* _DIRECTIVE 1_
Find every line in the entries below that contains the string "chicken", and copy each of those lines.

RFR for 6443578: Continuation lines in JAR manifests do not follow RFC-822

Fri May 4 08:25:18 UTC 2018

Hi Sherman,

Thanks again for pointing out that fewer changes are sufficient. I 
prepared another patch for 6443578.

http://files.paratix.ch/jdk/6443578/webrev.02/
http://files.paratix.ch/jdk/6443578/webrev.02.zip

The approach is basically, not to put a line break where a utf character 
continuation byte follows which can be tested with a bit mask.

For telling first from continuation bytes of utf characters I re-used a 
method isNotUtfContinuationByte from either StringCoding or 
UTF_8.Decoder. Unfortunately I found no way not to duplicate it which I 
consider subject of already known bug 6184334. In case this patch is 
accepted, I suggest to add a comment to 6184334 that refers to the new 
copy in Manifest#make72Safe.

LineBrokenMultiByteCharacter should not be removed or not so immediately 
at least because someone might attempt to sign an older jarfile created 
without that patch with a newer jarsigner that already contains it if 
the jar previously contained digests presumably from another signature.

Looking forward to any feedback and with kind regards,
Philipp

On 03.05.2018 08:56, Xueming Shen wrote:
> Philipp,
>
> I kinda recalled JDK-6202130 which I read long time ago and I believed 
> it's not a bug but
> just wanted to leave it open and for double check, then it's off the 
> priority list somehow...

* _GIVEN RECORDS_
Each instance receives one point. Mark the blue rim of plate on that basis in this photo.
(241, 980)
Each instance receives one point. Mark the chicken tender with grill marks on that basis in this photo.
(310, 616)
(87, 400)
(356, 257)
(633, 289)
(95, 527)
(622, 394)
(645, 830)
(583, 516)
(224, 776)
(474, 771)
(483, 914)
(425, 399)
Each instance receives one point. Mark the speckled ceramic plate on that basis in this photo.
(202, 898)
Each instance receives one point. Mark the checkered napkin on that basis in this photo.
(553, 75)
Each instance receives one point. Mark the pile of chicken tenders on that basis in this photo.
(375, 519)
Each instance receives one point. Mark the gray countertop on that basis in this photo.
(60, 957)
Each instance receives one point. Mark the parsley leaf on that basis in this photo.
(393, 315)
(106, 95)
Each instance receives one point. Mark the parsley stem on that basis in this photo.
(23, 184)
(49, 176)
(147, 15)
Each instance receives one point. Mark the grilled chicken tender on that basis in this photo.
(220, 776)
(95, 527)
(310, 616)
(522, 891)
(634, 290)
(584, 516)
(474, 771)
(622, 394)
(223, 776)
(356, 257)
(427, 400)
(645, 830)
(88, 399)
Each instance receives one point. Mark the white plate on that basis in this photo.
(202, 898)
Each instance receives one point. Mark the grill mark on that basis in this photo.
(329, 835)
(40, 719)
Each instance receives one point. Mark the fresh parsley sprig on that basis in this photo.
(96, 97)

* * *

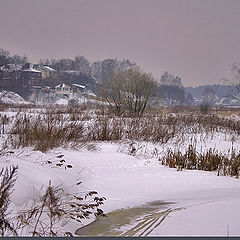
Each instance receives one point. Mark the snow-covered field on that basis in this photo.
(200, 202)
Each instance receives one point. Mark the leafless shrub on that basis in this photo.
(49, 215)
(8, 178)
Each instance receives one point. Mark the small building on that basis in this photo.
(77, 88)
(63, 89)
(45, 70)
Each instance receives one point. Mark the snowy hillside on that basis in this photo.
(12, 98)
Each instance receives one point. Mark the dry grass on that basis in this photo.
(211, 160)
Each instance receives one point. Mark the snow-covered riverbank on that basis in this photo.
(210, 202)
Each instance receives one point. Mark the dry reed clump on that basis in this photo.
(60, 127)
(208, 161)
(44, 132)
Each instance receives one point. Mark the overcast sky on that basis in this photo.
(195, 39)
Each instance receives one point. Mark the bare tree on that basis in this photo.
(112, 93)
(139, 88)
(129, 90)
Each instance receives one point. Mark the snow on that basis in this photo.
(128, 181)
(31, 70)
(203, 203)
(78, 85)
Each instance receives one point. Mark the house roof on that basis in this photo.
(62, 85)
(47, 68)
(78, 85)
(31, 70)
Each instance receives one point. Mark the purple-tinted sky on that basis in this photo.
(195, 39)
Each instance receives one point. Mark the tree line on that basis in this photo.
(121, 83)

* _DIRECTIVE 2_
Reproduce word for word the stretch of the JAR manifest message from "RFR for 6443578: Continuation" through "patch for 6443578.".

* _FULL RESPONSE 1_
Each instance receives one point. Mark the chicken tender with grill marks on that basis in this photo.
Each instance receives one point. Mark the pile of chicken tenders on that basis in this photo.
Each instance receives one point. Mark the grilled chicken tender on that basis in this photo.

* _FULL RESPONSE 2_
RFR for 6443578: Continuation lines in JAR manifests do not follow RFC-822

Fri May 4 08:25:18 UTC 2018

Hi Sherman,

Thanks again for pointing out that fewer changes are sufficient. I 
prepared another patch for 6443578.